→ **Required task**: Find the line containing "Could you locate the vintage". Return it and every line after it, unchanged, up to and including the last line.

→ **Stored rows**:
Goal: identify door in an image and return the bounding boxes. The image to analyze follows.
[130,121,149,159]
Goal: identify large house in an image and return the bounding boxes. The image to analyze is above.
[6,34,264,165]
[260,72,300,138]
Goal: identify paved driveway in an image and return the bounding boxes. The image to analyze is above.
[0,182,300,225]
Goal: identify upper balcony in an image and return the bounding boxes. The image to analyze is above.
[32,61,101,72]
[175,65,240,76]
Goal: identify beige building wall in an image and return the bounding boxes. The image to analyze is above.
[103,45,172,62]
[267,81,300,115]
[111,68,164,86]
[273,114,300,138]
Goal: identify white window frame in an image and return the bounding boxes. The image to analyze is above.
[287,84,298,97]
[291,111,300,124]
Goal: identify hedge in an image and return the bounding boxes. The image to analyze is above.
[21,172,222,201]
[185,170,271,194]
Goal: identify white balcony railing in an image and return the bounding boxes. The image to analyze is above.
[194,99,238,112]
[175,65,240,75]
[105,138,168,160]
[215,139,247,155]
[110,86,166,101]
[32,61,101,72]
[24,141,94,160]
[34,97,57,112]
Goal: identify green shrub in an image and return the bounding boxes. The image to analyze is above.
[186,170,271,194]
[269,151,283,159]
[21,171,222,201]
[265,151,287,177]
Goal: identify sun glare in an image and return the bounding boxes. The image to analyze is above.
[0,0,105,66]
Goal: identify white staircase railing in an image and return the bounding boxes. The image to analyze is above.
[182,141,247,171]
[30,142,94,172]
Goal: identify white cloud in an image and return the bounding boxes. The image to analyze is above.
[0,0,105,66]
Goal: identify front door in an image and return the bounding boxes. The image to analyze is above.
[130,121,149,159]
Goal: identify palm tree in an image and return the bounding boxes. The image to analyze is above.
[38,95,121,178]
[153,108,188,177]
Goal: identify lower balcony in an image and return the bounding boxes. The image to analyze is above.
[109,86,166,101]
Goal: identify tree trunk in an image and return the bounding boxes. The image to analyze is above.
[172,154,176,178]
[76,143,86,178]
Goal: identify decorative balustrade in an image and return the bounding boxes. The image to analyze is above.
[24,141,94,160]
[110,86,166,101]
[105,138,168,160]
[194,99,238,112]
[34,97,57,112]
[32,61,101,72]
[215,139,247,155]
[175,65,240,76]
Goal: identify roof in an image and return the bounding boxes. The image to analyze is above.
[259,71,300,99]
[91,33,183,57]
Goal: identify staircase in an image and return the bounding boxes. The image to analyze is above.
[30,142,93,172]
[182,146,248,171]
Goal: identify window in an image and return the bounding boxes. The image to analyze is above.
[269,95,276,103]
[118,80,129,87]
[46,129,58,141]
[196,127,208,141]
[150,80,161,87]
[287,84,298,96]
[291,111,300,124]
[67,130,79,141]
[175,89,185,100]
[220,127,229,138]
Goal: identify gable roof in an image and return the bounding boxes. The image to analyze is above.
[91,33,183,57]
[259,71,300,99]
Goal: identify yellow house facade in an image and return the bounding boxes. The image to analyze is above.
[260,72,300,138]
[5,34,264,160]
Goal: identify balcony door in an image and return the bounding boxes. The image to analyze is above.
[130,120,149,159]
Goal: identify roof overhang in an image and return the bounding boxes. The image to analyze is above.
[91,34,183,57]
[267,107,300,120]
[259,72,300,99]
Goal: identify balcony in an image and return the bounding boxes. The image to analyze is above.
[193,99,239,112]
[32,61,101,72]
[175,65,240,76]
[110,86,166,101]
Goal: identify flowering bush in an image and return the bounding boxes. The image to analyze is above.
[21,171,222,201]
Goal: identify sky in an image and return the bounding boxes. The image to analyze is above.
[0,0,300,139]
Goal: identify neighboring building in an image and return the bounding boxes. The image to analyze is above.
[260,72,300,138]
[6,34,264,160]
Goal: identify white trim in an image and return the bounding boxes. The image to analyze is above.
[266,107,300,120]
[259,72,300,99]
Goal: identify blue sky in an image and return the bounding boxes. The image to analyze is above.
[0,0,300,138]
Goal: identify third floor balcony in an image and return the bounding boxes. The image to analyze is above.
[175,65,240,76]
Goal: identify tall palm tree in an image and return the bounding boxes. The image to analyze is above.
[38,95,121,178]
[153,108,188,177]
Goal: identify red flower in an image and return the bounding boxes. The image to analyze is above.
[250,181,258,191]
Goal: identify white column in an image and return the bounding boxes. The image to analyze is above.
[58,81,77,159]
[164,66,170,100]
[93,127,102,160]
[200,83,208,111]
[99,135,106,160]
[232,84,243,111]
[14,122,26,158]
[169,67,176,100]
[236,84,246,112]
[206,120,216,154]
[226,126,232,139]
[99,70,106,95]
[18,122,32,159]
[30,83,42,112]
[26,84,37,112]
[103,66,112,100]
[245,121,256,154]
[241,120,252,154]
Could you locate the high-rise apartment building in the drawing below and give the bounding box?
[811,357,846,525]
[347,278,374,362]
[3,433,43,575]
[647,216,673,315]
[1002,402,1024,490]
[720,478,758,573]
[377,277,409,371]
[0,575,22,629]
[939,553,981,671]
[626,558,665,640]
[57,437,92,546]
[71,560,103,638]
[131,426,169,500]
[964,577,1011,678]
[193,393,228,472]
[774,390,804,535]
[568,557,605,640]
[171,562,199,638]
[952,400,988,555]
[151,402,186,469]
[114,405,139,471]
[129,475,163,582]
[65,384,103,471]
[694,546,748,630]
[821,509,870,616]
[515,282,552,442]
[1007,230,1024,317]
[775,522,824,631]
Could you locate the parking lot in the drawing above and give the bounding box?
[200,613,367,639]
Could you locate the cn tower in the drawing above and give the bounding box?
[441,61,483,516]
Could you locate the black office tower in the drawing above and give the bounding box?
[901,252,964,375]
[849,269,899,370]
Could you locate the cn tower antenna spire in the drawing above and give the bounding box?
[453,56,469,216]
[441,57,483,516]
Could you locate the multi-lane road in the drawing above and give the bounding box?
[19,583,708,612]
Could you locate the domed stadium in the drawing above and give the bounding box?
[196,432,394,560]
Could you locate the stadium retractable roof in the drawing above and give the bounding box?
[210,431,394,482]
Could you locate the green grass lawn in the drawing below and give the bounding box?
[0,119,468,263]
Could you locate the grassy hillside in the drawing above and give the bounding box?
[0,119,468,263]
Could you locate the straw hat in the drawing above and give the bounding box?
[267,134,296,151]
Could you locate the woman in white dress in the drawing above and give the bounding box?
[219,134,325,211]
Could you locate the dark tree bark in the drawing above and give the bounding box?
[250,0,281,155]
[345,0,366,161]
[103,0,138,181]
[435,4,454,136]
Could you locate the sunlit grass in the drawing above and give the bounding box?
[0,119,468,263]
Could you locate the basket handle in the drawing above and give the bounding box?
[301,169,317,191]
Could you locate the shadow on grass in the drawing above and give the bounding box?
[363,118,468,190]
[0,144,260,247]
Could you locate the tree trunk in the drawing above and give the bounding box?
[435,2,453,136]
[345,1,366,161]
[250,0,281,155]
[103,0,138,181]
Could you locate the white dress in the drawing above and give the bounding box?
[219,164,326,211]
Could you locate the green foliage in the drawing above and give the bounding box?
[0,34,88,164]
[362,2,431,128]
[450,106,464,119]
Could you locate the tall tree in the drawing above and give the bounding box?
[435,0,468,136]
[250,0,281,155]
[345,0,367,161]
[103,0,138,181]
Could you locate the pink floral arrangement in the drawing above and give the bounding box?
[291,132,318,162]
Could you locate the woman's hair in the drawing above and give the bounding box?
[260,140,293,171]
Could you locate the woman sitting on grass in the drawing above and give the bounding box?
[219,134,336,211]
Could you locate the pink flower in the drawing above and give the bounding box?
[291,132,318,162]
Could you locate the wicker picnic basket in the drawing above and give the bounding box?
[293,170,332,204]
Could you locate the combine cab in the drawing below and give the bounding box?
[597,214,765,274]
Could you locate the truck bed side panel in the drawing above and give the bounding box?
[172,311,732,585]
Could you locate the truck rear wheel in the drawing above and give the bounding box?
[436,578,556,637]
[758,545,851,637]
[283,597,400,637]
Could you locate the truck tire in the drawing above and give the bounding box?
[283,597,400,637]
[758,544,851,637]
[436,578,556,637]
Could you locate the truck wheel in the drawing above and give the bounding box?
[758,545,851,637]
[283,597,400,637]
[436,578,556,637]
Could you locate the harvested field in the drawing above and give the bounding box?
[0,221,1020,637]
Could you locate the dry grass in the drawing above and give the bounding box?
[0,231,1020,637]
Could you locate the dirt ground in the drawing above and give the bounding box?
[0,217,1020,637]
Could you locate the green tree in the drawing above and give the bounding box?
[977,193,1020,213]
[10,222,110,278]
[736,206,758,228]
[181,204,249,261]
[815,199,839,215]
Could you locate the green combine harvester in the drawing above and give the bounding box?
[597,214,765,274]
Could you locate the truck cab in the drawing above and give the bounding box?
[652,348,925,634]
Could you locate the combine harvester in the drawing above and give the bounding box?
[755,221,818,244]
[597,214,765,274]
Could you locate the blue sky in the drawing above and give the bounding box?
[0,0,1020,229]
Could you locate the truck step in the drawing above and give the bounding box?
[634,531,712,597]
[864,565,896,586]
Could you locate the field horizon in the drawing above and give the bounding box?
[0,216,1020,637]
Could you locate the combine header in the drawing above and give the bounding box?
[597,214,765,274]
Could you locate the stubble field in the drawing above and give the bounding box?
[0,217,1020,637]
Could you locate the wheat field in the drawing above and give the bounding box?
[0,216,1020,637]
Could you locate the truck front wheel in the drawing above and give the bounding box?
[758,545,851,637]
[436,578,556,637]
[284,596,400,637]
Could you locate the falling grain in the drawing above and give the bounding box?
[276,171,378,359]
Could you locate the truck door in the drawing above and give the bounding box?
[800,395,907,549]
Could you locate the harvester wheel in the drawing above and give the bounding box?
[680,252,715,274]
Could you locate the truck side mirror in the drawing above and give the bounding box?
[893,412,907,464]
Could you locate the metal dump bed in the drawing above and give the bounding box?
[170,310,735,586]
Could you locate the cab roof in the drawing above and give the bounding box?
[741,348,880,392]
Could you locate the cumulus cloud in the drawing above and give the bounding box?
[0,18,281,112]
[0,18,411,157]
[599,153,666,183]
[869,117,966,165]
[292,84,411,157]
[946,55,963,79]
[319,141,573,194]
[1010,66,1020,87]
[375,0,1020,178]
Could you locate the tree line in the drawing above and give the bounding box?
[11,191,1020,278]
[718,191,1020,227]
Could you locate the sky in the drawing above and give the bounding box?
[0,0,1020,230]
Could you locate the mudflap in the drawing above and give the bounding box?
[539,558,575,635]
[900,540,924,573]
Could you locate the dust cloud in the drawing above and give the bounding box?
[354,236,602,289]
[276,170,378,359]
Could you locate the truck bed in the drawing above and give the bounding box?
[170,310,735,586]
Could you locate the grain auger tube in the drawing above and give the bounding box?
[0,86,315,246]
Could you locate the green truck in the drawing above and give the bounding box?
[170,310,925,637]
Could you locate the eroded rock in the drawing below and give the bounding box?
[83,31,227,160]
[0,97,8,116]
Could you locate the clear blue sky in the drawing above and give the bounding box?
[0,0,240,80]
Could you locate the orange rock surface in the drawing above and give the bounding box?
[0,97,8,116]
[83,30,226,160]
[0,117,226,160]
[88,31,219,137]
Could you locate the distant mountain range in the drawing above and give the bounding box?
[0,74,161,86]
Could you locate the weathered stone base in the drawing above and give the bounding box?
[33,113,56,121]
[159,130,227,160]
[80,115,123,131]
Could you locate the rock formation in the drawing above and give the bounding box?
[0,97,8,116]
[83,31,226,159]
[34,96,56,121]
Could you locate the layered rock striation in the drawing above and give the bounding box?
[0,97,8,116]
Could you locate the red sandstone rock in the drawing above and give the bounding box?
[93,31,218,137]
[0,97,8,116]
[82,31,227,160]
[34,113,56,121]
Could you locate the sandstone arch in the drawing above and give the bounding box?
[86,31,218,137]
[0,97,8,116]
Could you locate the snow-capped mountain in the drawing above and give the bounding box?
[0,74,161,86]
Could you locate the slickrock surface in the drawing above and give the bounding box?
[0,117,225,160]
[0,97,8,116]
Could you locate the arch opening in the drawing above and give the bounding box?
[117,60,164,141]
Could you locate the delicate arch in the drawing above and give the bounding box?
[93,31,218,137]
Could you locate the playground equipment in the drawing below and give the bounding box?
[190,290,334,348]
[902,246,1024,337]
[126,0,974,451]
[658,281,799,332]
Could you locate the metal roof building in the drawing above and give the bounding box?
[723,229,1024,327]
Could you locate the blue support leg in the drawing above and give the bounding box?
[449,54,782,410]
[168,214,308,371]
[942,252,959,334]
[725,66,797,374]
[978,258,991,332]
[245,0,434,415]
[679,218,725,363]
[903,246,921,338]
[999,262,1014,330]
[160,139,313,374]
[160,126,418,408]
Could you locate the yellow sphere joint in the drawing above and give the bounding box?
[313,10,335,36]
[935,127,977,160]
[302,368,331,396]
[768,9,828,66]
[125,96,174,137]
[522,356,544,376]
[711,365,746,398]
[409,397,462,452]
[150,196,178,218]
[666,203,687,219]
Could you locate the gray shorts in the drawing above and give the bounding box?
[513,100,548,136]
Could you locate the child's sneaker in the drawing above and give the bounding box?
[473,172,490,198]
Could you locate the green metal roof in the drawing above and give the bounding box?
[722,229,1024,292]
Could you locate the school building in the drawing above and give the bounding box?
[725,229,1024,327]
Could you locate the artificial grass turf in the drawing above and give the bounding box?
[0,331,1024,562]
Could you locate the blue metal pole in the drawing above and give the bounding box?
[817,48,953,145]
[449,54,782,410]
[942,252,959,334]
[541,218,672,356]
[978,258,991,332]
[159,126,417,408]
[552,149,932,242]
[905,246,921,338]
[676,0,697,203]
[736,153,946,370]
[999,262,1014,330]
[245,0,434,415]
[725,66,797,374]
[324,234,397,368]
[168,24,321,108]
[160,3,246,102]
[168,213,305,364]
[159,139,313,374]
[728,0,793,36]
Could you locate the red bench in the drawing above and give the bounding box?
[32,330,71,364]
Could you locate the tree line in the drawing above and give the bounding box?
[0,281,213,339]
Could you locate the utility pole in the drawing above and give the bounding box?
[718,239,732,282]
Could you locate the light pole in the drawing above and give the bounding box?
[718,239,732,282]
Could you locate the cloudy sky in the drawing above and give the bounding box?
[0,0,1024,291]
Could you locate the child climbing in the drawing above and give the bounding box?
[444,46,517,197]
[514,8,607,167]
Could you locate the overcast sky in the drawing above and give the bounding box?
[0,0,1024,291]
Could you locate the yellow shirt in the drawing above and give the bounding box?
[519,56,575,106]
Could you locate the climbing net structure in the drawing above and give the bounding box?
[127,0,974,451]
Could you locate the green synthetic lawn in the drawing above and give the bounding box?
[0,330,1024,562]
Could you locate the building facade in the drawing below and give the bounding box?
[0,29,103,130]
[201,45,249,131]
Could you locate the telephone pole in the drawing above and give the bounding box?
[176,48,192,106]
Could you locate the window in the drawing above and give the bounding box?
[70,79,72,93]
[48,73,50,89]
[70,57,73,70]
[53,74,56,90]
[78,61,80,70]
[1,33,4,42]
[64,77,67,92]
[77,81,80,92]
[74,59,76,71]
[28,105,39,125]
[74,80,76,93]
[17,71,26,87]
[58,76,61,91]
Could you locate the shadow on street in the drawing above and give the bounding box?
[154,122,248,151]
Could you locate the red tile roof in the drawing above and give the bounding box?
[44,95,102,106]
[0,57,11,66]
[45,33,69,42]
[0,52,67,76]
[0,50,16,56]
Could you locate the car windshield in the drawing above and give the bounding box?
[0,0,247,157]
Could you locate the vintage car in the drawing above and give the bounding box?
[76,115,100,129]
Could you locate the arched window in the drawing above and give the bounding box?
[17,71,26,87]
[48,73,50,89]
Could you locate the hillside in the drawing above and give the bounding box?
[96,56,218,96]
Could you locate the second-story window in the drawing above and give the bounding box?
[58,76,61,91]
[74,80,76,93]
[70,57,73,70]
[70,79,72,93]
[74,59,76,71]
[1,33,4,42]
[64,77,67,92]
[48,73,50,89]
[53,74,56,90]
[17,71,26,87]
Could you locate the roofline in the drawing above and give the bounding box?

→ **Output for this exercise**:
Could you locate the vintage car in the drawing above and give the bounding box?
[76,115,100,129]
Could you locate the arched window in the drawing above and give the bounding box?
[17,71,26,87]
[48,73,50,89]
Could you locate the hillside in the drawing above and give the bounding box?
[96,56,218,96]
Could you locate the second-story window in the drawing above and give the bounding box?
[58,76,61,91]
[74,80,76,93]
[70,57,73,70]
[70,79,72,93]
[74,59,76,71]
[1,33,4,42]
[64,77,67,92]
[48,73,50,89]
[53,74,56,90]
[17,71,26,87]
Could you locate the roofline in the drawing above and give the bounding box?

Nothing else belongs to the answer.